### Goal of the exercise
Count every line in the entries that follow where the word "below" appears, then state only the total.

[Natural language region descriptions]
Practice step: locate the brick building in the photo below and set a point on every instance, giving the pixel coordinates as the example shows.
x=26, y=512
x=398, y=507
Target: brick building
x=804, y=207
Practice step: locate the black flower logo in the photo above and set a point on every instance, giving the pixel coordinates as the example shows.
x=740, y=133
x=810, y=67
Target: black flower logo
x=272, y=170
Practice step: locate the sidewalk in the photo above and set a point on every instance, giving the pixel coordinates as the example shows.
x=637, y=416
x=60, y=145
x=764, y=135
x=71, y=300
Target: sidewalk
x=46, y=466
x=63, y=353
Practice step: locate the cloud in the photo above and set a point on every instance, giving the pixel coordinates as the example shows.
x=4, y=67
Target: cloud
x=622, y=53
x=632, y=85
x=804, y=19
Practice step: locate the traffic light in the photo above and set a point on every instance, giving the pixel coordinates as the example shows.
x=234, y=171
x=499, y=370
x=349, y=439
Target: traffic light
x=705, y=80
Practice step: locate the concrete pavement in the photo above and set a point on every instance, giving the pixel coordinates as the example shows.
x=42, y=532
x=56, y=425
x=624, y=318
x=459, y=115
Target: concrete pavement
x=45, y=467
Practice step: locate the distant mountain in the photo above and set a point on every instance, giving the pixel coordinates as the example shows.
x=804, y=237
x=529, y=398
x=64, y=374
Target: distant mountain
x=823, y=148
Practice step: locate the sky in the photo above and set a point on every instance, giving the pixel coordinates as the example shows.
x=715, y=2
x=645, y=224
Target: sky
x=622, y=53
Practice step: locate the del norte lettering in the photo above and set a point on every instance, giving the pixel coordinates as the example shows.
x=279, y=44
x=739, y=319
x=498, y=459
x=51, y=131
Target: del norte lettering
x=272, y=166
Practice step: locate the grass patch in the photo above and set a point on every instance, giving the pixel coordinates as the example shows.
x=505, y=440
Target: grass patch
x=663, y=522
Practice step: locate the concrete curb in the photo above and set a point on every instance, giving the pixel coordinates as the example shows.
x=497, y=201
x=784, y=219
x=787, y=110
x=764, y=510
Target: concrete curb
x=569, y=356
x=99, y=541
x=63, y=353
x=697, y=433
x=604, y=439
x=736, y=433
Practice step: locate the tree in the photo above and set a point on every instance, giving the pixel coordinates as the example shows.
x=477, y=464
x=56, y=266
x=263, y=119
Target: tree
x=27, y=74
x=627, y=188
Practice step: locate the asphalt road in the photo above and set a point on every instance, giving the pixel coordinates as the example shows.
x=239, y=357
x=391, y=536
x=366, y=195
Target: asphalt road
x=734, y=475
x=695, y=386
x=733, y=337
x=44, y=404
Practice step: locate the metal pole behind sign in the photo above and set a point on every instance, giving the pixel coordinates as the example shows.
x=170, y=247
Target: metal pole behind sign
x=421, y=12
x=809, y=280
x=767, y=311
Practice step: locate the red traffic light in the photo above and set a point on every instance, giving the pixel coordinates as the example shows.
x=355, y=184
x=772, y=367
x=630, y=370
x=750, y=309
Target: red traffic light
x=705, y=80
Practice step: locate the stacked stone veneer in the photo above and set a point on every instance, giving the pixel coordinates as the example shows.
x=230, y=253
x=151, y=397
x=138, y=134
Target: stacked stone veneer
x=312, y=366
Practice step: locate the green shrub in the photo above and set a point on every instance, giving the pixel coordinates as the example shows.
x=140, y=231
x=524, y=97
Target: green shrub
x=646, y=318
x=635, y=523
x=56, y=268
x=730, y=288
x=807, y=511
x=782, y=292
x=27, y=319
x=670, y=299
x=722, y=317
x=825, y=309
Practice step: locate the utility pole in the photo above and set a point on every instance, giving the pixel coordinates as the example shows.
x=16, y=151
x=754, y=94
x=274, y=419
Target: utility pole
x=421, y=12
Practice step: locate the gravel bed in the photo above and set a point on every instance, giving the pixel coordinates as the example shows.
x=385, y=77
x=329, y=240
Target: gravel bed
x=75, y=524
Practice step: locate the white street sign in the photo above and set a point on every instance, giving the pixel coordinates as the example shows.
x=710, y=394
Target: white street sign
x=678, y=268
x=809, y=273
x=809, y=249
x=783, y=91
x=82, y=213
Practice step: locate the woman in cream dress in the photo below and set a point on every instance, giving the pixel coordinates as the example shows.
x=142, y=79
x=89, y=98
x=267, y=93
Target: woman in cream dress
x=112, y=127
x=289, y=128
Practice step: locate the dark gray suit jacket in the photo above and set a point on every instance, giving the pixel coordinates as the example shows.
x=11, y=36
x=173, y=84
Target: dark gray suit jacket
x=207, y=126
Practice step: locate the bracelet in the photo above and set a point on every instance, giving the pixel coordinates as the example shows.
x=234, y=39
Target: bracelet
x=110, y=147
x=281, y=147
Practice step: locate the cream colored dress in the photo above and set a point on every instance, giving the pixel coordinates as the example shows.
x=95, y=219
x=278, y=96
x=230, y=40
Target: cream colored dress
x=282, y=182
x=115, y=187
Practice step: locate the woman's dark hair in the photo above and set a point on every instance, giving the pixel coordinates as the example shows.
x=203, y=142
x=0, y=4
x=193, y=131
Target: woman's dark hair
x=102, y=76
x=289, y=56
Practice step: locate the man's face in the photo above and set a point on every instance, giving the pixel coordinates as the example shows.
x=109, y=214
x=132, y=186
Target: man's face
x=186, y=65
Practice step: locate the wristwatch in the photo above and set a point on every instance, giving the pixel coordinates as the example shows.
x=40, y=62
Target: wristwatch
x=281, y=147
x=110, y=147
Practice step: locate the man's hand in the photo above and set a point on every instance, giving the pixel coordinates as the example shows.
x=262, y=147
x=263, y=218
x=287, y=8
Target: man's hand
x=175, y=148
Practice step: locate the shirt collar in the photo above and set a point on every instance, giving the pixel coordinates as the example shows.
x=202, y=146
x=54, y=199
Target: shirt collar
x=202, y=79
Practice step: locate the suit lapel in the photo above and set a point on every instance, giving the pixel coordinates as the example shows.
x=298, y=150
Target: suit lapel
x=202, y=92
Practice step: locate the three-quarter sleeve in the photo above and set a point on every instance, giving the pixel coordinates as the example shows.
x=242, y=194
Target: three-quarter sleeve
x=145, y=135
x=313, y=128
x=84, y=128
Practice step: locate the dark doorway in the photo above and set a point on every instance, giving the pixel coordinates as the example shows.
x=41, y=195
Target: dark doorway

### Result for this task
2